━━━ Excerpted passage ━━━

Project for the Essentials in NLP Blockweek at UZH with the subtitle: Exploring Strategies for Enhancing Swiss German Performance: Prompt Engineering and Fine-tuning Techniques
This project aims to enhance the performance of Large Language Models (LLMs) in generating Swiss German text. Swiss German is not a single language but a collection of dialects, each characterized by different uses of words and grammar. The challenges of this language diversity, along with the lack of easily accessible training data, make it difficult for LLMs, such as GPT-4 or LLaMA2, to generate dialect-specific Swiss German text. This project seeks to enhance the generation of text in my specific dialect, and evaluate the feasibility of imitating my Swiss German writing style using fine-tuning and prompt engineering methods.
The dataset for this project comprises my personal WhatsApp chats. The data set has 453,948 messages from personal chats and two group chats and is structured in the ALPACA format. Owing to privacy concerns, this dataset will not be released.
Two techniques are used to enhance the language models in producing Swiss German text:
Fine-tuning is a method through which the model is adjusted to perform a specific task more accurately. In this process, the weights, or parameters of the model, are adjusted based on a targeted dataset. The model used for fine-tuning in this project is LLaMA2.
Prompt engineering is a technique used to guide model outputs in a desired direction. It's a less resource-intensive option than fine-tuning, as it doesn't involve changes to the model's weights. The prompt created for this project guides the model to continue the conversation as me. For this task, the GPT-4 model is used.
The evaluation was conducted in a quantitative manner, by asking friends(n=13) of the author to rank the output of multiple models according to their likelihood that they were written by the author. The five models in below table were prompted to continue four conversations that were not in the training set.
| Model | Description |
|---|---|
| gpt4-no-data | ChatGPT with a prompt to only respond in Swiss German. (Zero-Shot) |
| gpt4-prompt-data | ChatGPT with a prompt that has some examples of my dialet (Few-Shot) |
| Llama-2-7b-chat-hf-whatsllama | Fine-tuned Llama-2-7b-chat-hf on my messages |
| Llama-2-7b-german-assistant-v3 | Fine-tuned Llama-2-7b-chat-hf on German language |
| Llama-2-german-whatsllama | Fine-tuned Llama-2-7b-german-assistant-v3 on my messages |
The evaluation demonstrated that no model was able to deceive the participants over all questions. In the feedback provided the participants mentioned that often the models were producing to long sentences, while the author uses a "minimal" word style. The GPT-4 model, despite being showed only a relatively small sample of the author’s messages, outperformed others. It showcased a good understanding of the message context. Although the vast difference in parameters of GPT-4 compared to the 7B should be mentioned. Attempts to further fine-tune an already German-specific llama model to enhance performance did not yield positive results in our scenario. While the model’s responses often mirrored the author’s vocabulary, a consistent understanding of the input was lacking
There is potential for further work in this area. Improvements could be made to the dataset, there is the possibility of exploring larger models and running the models against known benchmarks to gain further insight into their performance.

━━━ Records provided ━━━

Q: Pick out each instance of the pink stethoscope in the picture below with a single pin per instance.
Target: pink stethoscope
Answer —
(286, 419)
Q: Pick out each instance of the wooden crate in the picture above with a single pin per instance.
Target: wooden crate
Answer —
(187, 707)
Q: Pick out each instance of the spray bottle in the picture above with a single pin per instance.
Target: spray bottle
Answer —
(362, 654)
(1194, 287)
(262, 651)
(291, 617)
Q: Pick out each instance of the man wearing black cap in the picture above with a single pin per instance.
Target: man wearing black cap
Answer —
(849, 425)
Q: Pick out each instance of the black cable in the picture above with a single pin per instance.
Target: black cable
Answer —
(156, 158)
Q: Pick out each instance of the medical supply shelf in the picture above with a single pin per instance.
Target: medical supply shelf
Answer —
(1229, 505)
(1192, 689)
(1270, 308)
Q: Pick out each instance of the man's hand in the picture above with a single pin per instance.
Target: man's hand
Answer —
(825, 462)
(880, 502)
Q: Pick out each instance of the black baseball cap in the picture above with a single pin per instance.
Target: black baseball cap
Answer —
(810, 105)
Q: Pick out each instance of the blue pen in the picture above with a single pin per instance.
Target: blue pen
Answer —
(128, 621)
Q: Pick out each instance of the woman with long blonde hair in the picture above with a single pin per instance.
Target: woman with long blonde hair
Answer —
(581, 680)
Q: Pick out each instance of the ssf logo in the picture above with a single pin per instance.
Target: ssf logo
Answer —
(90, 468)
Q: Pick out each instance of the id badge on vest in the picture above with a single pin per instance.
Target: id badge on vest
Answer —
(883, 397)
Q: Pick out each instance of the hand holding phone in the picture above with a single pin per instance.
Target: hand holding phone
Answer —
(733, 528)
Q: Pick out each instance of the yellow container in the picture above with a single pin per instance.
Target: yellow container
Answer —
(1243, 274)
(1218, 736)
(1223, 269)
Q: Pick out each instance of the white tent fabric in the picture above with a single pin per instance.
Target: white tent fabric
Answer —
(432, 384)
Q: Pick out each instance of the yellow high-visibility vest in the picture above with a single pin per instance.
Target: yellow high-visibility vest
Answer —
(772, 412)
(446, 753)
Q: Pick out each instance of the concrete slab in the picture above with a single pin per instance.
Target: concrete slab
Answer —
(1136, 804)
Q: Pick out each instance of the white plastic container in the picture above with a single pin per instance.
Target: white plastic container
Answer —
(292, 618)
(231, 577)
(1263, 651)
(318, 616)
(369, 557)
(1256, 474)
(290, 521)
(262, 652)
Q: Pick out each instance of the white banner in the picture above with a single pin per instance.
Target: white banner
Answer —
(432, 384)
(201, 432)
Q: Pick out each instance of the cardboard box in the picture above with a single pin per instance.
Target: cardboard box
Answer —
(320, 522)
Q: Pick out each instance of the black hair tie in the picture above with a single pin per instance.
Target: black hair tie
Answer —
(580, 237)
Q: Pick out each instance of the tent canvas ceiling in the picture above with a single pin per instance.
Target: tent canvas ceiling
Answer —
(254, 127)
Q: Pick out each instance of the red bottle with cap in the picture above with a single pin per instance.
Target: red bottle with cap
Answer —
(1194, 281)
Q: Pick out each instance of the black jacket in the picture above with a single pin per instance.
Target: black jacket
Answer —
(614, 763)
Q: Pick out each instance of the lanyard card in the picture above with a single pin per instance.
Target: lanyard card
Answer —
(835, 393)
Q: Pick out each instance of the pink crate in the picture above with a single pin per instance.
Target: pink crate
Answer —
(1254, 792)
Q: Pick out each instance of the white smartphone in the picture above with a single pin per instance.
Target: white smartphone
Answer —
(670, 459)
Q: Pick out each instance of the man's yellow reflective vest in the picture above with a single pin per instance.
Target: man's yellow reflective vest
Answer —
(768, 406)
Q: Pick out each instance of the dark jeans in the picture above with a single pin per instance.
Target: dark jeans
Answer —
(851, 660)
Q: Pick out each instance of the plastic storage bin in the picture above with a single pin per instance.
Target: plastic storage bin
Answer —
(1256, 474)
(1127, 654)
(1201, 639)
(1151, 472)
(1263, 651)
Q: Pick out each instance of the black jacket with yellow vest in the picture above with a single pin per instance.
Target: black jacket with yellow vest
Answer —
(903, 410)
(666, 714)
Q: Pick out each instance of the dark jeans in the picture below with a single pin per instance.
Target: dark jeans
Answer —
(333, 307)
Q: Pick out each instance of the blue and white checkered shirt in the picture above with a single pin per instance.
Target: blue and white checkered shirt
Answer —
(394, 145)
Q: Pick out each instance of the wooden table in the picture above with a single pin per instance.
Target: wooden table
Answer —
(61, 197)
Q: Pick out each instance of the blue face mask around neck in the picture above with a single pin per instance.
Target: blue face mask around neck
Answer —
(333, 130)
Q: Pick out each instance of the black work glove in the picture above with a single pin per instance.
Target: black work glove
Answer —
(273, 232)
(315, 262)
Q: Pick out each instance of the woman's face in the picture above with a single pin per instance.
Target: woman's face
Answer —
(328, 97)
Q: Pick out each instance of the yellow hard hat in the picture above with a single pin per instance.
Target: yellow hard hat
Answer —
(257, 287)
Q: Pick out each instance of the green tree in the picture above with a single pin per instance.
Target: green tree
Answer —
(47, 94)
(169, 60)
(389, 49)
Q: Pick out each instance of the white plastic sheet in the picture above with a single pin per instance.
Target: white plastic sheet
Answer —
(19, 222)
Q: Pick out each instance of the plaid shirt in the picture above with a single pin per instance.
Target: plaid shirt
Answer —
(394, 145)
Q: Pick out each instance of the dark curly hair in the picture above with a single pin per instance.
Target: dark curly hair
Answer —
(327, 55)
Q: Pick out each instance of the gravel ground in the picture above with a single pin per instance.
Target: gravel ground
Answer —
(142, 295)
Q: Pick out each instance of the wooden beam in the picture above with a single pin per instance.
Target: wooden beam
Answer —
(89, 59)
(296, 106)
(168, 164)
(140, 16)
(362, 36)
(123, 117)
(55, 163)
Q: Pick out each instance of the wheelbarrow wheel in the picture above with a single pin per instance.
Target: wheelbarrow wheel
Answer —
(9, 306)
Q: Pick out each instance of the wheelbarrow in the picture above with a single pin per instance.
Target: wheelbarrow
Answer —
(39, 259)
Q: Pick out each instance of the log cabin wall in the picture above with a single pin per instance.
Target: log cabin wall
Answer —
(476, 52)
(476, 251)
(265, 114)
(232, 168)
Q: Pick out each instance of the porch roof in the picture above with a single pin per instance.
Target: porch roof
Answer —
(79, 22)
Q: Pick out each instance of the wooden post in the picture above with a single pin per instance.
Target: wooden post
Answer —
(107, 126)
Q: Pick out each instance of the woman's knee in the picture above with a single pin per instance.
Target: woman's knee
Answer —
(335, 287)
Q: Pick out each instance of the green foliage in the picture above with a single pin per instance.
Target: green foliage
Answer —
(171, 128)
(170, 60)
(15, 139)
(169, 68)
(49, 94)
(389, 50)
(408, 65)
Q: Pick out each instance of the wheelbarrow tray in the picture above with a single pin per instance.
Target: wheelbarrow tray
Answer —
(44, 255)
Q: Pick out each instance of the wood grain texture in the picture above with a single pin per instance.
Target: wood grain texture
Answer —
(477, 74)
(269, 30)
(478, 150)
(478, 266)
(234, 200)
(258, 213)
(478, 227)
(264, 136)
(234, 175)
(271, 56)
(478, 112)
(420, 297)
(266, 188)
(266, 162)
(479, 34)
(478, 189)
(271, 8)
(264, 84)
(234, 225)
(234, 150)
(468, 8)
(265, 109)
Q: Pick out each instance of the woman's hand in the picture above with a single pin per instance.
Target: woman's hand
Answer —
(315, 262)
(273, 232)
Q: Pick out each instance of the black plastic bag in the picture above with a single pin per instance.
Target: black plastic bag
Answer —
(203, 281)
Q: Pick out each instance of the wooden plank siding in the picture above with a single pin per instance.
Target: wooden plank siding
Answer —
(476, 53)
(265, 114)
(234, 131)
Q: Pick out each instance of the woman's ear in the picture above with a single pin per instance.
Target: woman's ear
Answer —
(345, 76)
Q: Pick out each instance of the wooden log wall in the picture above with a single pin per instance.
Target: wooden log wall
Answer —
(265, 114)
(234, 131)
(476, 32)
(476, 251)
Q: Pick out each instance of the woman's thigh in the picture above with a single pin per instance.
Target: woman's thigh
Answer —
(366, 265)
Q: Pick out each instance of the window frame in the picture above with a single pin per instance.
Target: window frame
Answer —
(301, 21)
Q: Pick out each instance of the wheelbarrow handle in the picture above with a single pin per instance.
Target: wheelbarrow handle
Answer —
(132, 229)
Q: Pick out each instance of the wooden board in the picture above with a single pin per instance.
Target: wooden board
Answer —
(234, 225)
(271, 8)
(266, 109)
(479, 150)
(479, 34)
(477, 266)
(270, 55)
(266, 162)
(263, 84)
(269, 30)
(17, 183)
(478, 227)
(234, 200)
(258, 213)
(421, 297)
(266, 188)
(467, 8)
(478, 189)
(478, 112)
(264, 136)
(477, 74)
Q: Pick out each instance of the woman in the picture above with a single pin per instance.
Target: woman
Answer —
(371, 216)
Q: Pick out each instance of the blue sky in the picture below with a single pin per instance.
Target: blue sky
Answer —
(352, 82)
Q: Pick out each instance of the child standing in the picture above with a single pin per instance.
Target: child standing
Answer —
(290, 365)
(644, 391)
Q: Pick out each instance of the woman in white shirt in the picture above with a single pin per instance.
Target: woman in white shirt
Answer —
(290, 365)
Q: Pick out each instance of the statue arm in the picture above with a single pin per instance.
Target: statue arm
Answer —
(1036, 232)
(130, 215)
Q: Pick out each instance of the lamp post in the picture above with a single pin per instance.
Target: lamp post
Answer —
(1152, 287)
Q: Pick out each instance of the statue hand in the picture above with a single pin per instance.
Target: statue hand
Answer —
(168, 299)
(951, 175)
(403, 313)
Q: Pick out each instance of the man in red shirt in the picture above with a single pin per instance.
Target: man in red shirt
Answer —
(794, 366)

━━━

* Assignment 1 *
According to the Swiss German project description, how many messages does the dataset contain?
* Assignment 2 *
Using the Swiss German project description, explain why prompt engineering is considered less resource-intensive than fine-tuning.
The records come from a source unrelated to the Swiss German project description.

* Task solution 1 *
453,948 messages.

* Task solution 2 *
Prompt engineering only guides the model's outputs in a desired direction and does not change the model's weights. Fine-tuning, by contrast, adjusts the model's weights, or parameters, based on a targeted dataset.